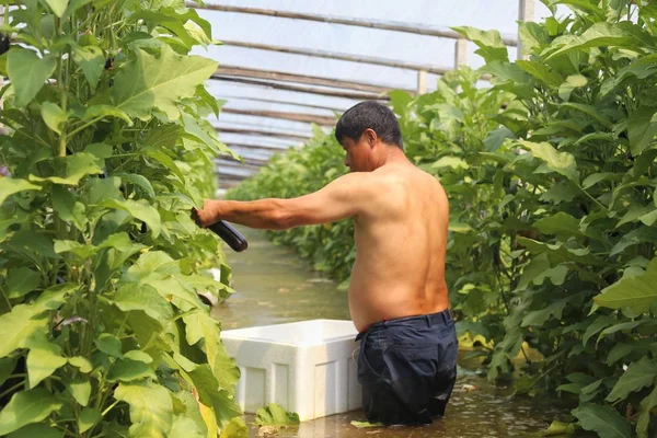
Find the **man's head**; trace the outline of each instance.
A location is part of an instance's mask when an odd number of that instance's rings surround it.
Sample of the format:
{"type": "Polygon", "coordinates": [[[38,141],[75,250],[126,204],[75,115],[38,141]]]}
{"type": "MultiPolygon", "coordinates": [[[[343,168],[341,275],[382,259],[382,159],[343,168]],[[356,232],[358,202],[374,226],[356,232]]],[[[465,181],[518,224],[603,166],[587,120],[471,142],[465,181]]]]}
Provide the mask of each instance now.
{"type": "Polygon", "coordinates": [[[335,138],[345,149],[345,165],[353,172],[370,172],[385,162],[395,148],[403,151],[402,131],[396,117],[385,105],[365,101],[343,114],[335,138]]]}

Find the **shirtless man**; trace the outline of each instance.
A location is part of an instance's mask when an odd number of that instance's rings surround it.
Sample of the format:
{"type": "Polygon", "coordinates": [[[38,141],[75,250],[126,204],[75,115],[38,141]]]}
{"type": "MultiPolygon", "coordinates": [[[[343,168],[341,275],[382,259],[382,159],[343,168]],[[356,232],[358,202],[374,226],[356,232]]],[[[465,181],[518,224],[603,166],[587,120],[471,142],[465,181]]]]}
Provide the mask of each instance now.
{"type": "Polygon", "coordinates": [[[445,283],[447,196],[408,161],[387,106],[351,107],[335,136],[351,173],[292,199],[206,200],[196,220],[284,230],[353,218],[349,311],[359,332],[365,412],[370,422],[428,424],[445,414],[457,376],[445,283]]]}

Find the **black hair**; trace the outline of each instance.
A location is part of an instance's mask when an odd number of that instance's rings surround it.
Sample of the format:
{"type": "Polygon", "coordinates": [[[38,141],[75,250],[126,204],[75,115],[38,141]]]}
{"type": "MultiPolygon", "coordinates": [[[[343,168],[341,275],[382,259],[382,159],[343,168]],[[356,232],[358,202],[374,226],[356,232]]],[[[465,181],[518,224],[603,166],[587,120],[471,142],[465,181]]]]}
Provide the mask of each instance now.
{"type": "Polygon", "coordinates": [[[372,129],[387,145],[404,149],[402,130],[394,113],[377,101],[365,101],[351,106],[337,120],[335,138],[342,145],[345,137],[358,141],[366,129],[372,129]]]}

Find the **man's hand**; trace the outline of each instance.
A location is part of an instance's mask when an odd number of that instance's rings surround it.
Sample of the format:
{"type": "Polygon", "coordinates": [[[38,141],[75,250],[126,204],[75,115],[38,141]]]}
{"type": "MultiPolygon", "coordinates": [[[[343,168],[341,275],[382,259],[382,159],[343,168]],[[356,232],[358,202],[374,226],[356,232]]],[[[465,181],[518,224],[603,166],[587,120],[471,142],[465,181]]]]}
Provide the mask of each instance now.
{"type": "Polygon", "coordinates": [[[196,208],[192,209],[192,219],[196,222],[198,227],[207,228],[212,223],[219,221],[217,217],[216,207],[217,200],[205,199],[203,209],[197,210],[196,208]]]}

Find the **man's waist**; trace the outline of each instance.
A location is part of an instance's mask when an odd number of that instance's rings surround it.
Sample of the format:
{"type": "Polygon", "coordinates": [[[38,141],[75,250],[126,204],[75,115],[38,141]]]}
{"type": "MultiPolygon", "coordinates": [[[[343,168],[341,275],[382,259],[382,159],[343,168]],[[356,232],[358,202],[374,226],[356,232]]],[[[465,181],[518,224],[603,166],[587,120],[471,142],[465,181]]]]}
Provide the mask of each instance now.
{"type": "Polygon", "coordinates": [[[453,321],[453,314],[451,312],[451,309],[445,309],[442,311],[439,312],[435,312],[435,313],[427,313],[427,314],[415,314],[415,315],[408,315],[408,316],[400,316],[400,318],[393,318],[393,319],[384,319],[382,321],[378,321],[374,322],[372,324],[369,324],[365,327],[365,330],[362,330],[360,333],[358,333],[358,336],[356,336],[356,341],[359,341],[362,335],[365,335],[366,332],[371,332],[373,330],[378,330],[378,328],[382,328],[385,326],[394,326],[394,325],[407,325],[407,324],[429,324],[429,325],[434,325],[434,324],[448,324],[451,321],[453,321]]]}

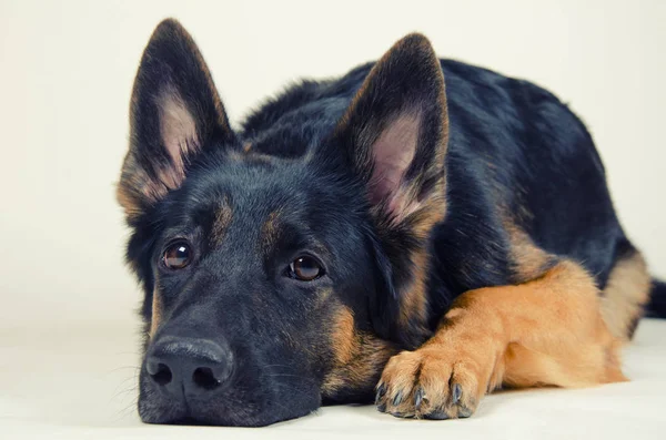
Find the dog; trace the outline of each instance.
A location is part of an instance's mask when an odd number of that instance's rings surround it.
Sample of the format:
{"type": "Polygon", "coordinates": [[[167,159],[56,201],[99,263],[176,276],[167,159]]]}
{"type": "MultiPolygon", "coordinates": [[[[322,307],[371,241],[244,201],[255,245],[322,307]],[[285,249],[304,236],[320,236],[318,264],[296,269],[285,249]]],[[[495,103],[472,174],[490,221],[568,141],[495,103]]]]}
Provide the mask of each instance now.
{"type": "Polygon", "coordinates": [[[168,19],[130,131],[118,201],[144,291],[144,422],[373,401],[466,418],[503,386],[626,380],[619,348],[646,309],[666,315],[581,120],[421,34],[233,130],[168,19]]]}

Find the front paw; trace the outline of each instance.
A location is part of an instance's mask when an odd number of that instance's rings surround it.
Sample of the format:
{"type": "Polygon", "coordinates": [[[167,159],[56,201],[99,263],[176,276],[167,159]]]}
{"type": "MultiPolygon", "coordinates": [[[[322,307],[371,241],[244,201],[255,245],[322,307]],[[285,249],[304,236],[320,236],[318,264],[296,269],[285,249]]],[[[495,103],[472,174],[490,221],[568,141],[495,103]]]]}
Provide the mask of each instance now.
{"type": "Polygon", "coordinates": [[[444,347],[403,351],[389,360],[375,403],[395,417],[466,418],[487,390],[492,365],[444,347]]]}

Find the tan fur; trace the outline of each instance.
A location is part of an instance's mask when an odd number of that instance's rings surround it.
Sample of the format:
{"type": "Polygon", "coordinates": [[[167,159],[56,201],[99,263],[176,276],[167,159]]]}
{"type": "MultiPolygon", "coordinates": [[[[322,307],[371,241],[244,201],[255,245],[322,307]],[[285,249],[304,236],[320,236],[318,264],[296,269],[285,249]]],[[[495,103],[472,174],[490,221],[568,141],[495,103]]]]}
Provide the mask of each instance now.
{"type": "Polygon", "coordinates": [[[271,214],[269,214],[261,228],[261,245],[264,252],[270,249],[278,239],[278,233],[280,231],[280,211],[273,211],[271,214]]]}
{"type": "Polygon", "coordinates": [[[639,252],[615,263],[602,295],[602,316],[613,335],[629,339],[649,300],[650,287],[647,265],[639,252]]]}
{"type": "Polygon", "coordinates": [[[158,331],[158,327],[160,326],[160,321],[162,318],[162,301],[160,300],[160,291],[158,288],[153,289],[153,303],[152,303],[152,314],[150,318],[150,332],[149,336],[152,339],[158,331]]]}
{"type": "Polygon", "coordinates": [[[467,291],[435,336],[390,360],[380,382],[387,388],[382,403],[416,417],[432,411],[467,417],[502,383],[583,387],[626,380],[619,341],[602,318],[597,295],[594,278],[568,260],[522,285],[467,291]],[[453,402],[456,385],[462,395],[453,402]],[[417,388],[425,395],[420,408],[417,388]]]}
{"type": "MultiPolygon", "coordinates": [[[[196,59],[196,65],[205,78],[210,96],[215,106],[218,126],[222,131],[230,131],[231,127],[222,101],[201,52],[196,48],[192,37],[175,20],[168,21],[172,24],[169,29],[180,35],[188,45],[190,53],[196,59]]],[[[159,33],[163,31],[163,27],[158,27],[151,37],[151,41],[161,38],[159,33]]],[[[130,126],[132,132],[135,130],[137,124],[135,112],[139,105],[139,88],[144,86],[139,81],[140,73],[141,71],[138,72],[138,76],[134,80],[130,102],[130,126]]],[[[157,91],[155,103],[160,112],[161,136],[164,140],[164,146],[169,152],[172,164],[171,166],[157,170],[158,175],[153,177],[139,165],[134,156],[137,145],[130,144],[130,150],[124,158],[120,184],[117,190],[117,199],[123,207],[129,219],[135,218],[143,212],[145,206],[153,205],[163,198],[169,191],[181,185],[184,180],[184,158],[188,154],[200,147],[199,136],[202,133],[199,133],[195,127],[195,123],[199,121],[194,121],[173,84],[168,84],[163,90],[157,91]]]]}
{"type": "Polygon", "coordinates": [[[324,396],[331,396],[344,388],[372,389],[381,366],[396,352],[390,342],[357,330],[354,316],[345,306],[339,306],[333,317],[330,344],[335,361],[324,377],[324,396]]]}
{"type": "Polygon", "coordinates": [[[220,246],[222,244],[232,217],[233,211],[229,205],[229,201],[224,198],[224,203],[215,212],[215,221],[210,235],[212,246],[220,246]]]}

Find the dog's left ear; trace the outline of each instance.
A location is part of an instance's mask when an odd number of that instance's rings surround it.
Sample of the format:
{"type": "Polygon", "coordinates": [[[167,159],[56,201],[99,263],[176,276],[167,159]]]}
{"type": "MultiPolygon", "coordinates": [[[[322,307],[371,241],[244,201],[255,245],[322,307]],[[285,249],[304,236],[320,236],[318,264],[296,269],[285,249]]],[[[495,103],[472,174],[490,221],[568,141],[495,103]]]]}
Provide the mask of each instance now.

------------------------------------------------------------

*WHAT THIS TASK INVOLVES*:
The line containing "Find the dog's" and every line after it, through the end of the records, should be repeated exactly and alone.

*IN RESPONSE*:
Find the dog's left ear; trace the outline of each instance.
A location is part of an instance's mask when an odd number of that instance's rings surround it.
Sample of the format:
{"type": "Polygon", "coordinates": [[[167,159],[56,201],[99,263],[176,276],[167,159]]]}
{"type": "MultiPolygon", "coordinates": [[[[322,307],[371,241],[244,201],[255,245],[322,307]],[[285,249],[304,236],[320,236],[318,264],[296,269],[285,249]]],[[[495,103],[472,174],[490,221],[568,141],[495,103]]]]}
Provide the mask of each instance now.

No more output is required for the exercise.